Exercise goal — Give the lines as a JSON list of strings, one string per line and blank lines left out, starting at the first line and ending at the line that contains "180 392 L 191".

Exercise inputs —
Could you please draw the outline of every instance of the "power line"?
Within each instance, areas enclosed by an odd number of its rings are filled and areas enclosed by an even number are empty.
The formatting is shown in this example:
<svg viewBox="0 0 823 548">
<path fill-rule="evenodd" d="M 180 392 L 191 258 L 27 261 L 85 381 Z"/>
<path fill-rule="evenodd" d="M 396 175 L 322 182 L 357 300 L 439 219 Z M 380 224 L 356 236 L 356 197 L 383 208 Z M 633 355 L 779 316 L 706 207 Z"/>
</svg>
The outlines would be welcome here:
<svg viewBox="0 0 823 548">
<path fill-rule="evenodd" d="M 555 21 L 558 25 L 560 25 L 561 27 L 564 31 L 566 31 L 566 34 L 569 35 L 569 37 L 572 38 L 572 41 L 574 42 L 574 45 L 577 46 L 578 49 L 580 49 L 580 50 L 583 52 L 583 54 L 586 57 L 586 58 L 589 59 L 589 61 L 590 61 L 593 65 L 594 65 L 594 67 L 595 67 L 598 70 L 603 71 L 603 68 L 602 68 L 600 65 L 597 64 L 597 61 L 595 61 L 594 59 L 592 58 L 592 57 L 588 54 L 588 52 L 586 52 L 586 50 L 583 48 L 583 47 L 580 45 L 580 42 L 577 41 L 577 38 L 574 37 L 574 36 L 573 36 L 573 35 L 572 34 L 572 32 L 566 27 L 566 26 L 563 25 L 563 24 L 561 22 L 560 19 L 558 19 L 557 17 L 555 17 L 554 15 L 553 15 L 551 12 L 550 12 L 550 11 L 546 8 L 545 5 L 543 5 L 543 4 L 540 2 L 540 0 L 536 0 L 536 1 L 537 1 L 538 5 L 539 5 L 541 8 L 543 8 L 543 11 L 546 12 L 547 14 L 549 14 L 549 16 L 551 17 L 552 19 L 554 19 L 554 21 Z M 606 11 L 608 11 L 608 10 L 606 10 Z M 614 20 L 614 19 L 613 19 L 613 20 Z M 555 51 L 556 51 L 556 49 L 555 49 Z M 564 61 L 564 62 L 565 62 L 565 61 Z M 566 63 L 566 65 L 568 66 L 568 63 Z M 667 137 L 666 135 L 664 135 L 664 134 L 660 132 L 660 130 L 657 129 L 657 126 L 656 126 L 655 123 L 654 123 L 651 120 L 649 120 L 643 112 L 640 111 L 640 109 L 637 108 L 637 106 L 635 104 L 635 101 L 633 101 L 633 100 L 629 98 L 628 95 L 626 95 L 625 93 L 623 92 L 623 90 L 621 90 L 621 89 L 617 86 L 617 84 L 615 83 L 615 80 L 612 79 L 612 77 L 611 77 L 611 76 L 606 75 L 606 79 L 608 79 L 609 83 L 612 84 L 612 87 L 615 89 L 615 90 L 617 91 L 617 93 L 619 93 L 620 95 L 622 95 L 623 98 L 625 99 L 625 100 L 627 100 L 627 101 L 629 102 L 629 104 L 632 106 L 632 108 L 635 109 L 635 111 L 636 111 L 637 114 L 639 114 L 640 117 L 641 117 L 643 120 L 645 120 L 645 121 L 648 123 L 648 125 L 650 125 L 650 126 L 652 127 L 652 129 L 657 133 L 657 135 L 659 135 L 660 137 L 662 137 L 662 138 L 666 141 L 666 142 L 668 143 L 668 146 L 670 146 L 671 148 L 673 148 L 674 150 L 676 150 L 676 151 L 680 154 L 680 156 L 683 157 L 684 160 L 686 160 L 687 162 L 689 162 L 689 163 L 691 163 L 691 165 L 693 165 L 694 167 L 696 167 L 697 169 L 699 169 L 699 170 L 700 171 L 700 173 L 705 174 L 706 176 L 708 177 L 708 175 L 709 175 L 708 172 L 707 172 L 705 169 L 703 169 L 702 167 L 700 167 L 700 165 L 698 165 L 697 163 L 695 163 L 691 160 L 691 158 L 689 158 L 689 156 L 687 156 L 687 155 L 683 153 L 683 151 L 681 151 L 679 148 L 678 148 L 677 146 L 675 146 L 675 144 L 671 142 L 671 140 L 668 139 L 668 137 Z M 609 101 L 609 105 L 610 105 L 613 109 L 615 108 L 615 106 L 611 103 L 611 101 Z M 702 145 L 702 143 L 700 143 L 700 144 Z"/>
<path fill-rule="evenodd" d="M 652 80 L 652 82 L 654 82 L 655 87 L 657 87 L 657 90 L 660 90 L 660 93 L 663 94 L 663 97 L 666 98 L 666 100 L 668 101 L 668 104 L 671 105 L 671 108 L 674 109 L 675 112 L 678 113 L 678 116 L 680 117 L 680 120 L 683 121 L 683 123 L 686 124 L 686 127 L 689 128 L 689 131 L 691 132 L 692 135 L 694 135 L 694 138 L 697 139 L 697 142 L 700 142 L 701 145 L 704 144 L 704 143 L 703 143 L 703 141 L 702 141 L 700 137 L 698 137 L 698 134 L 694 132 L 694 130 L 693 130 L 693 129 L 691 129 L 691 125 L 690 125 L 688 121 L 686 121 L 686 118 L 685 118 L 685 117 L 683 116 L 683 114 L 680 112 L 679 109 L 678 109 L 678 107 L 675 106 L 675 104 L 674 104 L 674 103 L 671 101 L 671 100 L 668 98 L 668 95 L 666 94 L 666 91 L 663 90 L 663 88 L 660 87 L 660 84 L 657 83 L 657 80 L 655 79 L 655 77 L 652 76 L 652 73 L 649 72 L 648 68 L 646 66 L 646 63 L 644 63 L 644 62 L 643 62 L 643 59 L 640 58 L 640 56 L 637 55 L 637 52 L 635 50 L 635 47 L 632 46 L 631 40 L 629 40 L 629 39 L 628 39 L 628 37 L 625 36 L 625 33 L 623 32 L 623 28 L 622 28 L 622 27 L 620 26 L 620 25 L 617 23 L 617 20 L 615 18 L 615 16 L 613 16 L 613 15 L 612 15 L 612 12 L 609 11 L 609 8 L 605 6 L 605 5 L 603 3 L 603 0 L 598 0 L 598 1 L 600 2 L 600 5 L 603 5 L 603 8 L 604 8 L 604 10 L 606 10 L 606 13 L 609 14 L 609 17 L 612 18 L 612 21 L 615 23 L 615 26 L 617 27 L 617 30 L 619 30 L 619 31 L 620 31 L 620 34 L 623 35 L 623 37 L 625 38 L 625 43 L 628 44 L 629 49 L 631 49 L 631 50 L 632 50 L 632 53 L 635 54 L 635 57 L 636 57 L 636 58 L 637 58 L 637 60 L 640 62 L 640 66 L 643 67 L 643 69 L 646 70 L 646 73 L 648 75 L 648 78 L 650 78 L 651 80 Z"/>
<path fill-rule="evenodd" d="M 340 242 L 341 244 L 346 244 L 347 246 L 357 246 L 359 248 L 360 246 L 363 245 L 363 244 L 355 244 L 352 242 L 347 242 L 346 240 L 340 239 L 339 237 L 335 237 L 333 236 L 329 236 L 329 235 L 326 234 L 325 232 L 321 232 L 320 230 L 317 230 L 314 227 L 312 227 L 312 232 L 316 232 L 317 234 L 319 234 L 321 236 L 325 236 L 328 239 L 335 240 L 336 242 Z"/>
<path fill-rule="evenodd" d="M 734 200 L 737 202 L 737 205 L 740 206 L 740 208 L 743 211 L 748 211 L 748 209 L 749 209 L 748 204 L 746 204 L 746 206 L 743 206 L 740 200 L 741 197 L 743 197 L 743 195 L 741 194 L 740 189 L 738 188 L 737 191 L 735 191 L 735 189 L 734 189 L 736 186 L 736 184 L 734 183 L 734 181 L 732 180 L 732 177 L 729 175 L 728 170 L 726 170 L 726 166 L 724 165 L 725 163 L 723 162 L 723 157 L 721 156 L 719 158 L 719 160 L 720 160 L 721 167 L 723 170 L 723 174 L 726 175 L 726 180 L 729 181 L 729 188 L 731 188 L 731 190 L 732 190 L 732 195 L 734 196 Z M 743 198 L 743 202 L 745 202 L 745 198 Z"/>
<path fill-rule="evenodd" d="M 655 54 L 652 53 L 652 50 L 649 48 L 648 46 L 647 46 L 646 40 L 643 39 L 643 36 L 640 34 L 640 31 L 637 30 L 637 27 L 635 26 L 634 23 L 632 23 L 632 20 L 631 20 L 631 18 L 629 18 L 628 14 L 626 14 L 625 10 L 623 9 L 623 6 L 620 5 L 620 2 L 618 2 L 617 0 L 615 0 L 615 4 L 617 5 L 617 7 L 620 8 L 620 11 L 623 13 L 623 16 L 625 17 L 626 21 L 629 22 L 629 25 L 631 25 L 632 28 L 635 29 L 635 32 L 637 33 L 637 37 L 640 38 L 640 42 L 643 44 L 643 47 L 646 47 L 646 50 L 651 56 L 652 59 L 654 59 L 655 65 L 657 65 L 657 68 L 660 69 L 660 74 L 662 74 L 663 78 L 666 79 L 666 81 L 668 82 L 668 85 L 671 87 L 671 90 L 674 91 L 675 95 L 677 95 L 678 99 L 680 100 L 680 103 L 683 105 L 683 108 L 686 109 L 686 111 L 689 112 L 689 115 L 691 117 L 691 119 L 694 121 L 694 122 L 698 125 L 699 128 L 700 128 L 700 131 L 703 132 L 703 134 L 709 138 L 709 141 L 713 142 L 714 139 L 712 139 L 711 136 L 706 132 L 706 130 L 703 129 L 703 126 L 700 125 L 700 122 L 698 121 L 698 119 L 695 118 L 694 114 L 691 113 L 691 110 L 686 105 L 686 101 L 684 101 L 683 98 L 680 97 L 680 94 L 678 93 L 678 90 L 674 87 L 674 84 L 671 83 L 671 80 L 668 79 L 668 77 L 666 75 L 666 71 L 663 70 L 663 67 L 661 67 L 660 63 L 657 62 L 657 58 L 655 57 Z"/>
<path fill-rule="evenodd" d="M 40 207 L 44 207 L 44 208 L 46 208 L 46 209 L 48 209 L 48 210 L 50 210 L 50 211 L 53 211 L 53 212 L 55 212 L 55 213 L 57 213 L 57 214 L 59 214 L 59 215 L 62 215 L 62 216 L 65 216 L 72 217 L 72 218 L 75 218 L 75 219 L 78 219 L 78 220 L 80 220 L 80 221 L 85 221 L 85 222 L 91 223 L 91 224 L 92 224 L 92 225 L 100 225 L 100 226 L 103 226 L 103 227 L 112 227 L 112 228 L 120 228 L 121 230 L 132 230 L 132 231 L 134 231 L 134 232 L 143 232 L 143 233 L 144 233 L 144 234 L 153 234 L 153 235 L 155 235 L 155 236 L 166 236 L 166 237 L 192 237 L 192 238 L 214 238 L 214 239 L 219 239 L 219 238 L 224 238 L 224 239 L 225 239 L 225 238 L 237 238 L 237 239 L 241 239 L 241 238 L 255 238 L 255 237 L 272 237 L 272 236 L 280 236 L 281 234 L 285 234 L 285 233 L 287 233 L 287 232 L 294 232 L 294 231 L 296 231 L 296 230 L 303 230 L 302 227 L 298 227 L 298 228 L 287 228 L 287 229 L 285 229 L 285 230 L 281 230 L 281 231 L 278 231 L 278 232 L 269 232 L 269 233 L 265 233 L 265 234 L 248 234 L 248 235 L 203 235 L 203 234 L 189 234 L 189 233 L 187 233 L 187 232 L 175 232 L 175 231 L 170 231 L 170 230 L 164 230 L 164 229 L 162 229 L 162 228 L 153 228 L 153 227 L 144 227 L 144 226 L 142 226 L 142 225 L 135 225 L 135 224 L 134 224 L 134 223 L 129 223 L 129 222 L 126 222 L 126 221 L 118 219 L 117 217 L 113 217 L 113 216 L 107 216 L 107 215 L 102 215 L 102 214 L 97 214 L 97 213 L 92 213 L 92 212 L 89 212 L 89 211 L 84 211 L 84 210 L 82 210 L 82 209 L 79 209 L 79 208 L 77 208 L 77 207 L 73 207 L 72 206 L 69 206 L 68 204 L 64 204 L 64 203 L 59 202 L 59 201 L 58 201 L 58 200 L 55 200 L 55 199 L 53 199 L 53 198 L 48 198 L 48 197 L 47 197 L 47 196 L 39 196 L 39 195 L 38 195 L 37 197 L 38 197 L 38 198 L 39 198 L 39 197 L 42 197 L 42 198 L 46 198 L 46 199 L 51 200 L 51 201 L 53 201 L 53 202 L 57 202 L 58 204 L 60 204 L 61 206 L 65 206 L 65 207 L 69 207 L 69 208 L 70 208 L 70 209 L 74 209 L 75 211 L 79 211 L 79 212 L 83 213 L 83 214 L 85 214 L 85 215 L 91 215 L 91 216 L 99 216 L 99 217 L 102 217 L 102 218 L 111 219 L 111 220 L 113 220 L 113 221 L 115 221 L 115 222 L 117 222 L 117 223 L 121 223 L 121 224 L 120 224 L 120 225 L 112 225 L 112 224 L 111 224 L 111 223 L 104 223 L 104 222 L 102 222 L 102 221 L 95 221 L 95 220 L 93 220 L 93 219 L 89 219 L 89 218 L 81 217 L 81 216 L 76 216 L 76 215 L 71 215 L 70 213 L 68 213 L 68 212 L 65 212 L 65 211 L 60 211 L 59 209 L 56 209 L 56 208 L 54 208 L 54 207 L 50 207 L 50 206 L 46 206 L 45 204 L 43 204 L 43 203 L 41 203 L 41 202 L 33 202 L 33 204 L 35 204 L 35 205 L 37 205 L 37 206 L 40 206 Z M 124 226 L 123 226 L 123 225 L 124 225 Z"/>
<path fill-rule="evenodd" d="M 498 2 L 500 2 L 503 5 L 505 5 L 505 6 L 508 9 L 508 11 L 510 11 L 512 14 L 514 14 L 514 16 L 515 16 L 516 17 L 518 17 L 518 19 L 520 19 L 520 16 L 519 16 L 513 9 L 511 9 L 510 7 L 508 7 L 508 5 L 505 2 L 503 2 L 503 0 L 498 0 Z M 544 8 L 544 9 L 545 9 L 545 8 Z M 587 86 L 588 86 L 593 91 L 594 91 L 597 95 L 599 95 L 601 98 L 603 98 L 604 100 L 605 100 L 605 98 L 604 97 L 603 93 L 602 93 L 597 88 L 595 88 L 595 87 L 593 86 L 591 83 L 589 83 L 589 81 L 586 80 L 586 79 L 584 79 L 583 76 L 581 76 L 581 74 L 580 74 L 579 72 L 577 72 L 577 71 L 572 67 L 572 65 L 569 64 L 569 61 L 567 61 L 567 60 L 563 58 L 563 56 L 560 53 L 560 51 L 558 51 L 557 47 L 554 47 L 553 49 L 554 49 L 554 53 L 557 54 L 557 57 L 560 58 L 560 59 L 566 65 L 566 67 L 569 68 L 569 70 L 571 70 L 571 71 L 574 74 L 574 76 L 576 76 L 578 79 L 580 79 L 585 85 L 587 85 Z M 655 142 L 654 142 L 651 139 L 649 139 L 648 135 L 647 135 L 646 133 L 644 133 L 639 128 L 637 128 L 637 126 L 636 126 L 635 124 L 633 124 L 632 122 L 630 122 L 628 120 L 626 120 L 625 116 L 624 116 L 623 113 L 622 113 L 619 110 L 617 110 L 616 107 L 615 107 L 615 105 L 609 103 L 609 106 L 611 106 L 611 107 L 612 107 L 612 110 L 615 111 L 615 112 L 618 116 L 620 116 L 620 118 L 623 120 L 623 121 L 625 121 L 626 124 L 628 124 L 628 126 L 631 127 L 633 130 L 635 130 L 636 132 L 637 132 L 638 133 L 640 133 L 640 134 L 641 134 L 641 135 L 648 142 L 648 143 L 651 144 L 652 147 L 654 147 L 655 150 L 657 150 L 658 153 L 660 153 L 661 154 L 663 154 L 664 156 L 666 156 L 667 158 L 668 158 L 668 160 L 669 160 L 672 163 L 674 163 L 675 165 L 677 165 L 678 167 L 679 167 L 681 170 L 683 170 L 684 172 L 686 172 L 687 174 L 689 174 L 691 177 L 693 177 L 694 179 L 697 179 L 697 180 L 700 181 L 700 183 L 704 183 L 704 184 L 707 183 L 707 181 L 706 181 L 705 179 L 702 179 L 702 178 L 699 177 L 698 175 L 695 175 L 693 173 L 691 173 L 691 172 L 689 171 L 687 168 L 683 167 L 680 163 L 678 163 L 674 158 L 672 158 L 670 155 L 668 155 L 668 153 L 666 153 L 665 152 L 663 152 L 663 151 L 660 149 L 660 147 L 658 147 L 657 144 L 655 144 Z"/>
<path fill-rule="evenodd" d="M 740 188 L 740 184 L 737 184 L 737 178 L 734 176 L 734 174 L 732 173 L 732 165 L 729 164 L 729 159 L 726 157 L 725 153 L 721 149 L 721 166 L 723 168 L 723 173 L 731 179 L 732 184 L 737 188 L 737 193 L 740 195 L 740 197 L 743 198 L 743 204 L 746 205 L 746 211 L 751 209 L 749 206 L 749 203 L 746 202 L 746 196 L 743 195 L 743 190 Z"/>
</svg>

Exercise output —
[
  "Could you please draw the outline of every instance of the \"power line\"?",
  "Within each instance, areas enclosed by an odd number of its rings are filled and areas enclosed by an even number are empty.",
  "The formatting is shown in this example:",
  "<svg viewBox=\"0 0 823 548\">",
  "<path fill-rule=\"evenodd\" d=\"M 180 392 L 191 258 L 27 261 L 85 381 Z\"/>"
]